§ **WORKING DATA**
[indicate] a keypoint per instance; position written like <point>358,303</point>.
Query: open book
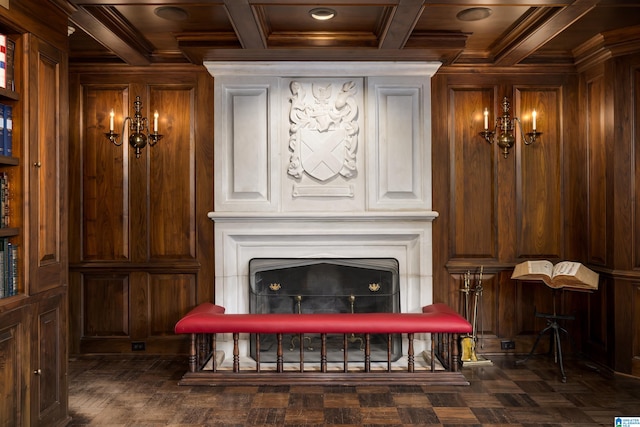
<point>565,274</point>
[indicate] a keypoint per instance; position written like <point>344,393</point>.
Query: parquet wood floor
<point>143,391</point>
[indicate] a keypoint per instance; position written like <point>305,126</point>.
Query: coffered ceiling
<point>456,32</point>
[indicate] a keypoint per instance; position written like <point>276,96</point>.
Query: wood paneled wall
<point>141,242</point>
<point>497,212</point>
<point>570,195</point>
<point>142,250</point>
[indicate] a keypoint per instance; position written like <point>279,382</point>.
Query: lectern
<point>554,329</point>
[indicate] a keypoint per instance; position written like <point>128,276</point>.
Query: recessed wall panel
<point>171,196</point>
<point>170,297</point>
<point>473,185</point>
<point>539,186</point>
<point>105,306</point>
<point>105,193</point>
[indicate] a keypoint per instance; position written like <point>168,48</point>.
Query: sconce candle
<point>139,134</point>
<point>504,130</point>
<point>533,115</point>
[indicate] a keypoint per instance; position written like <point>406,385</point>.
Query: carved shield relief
<point>323,131</point>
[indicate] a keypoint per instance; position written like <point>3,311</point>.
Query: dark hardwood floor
<point>143,391</point>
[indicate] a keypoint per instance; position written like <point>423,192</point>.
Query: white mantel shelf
<point>325,216</point>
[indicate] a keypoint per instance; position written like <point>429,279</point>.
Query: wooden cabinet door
<point>49,390</point>
<point>46,165</point>
<point>13,348</point>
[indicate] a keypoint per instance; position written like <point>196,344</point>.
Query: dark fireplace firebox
<point>324,285</point>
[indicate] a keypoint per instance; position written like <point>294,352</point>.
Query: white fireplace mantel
<point>318,159</point>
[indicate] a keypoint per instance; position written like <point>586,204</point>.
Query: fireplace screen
<point>336,285</point>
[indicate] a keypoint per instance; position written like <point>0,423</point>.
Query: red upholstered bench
<point>207,320</point>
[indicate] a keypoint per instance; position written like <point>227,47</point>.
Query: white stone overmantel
<point>322,160</point>
<point>322,68</point>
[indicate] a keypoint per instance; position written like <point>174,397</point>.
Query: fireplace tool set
<point>472,311</point>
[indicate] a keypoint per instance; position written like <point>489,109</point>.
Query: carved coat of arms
<point>323,131</point>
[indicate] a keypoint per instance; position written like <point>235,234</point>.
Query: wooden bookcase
<point>33,320</point>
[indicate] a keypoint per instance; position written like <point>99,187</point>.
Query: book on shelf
<point>10,67</point>
<point>8,268</point>
<point>3,61</point>
<point>7,136</point>
<point>5,212</point>
<point>2,125</point>
<point>565,274</point>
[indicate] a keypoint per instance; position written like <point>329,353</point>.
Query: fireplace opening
<point>324,285</point>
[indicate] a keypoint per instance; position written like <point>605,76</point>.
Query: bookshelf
<point>11,283</point>
<point>33,317</point>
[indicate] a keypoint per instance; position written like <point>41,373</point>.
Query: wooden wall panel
<point>172,198</point>
<point>170,296</point>
<point>636,180</point>
<point>598,194</point>
<point>145,255</point>
<point>473,213</point>
<point>105,193</point>
<point>105,308</point>
<point>539,179</point>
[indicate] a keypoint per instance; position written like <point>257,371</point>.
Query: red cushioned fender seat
<point>435,318</point>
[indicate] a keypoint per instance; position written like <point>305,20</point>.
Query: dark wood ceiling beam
<point>551,27</point>
<point>245,25</point>
<point>401,24</point>
<point>123,48</point>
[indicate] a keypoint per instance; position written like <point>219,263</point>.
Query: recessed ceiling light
<point>322,13</point>
<point>171,13</point>
<point>474,14</point>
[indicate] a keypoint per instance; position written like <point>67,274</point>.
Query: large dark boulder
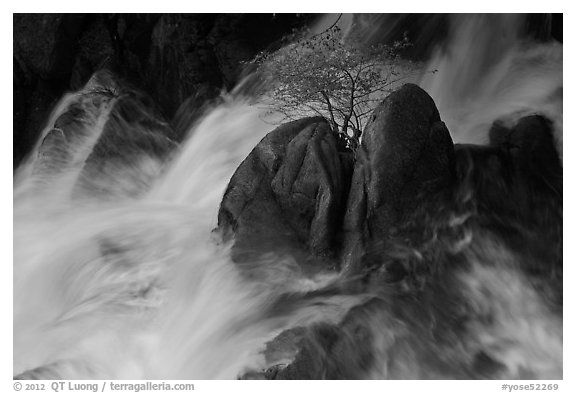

§ **YOUR INSTRUCTIONS**
Taking the line with "written like <point>235,234</point>." as the first and the line with "written like <point>41,373</point>." as the last, retype that stretch of the data above exactly, with no other lines.

§ **RESPONSE TO THIS EXERCISE**
[indicate] a keypoint per instance; position written like <point>235,234</point>.
Query: wooden bookcase
<point>33,320</point>
[indicate] a keypoint per instance; position written like <point>99,187</point>.
Query: book on shelf
<point>10,67</point>
<point>8,268</point>
<point>3,61</point>
<point>7,136</point>
<point>5,212</point>
<point>2,125</point>
<point>565,274</point>
[indicate] a keypoint per instance; position written like <point>329,353</point>.
Query: fireplace opening
<point>324,285</point>
[indicate] a keypoint per instance; position written like <point>605,76</point>.
Query: bookshelf
<point>11,283</point>
<point>33,317</point>
[indicate] a keypoint per instance; position written like <point>41,373</point>.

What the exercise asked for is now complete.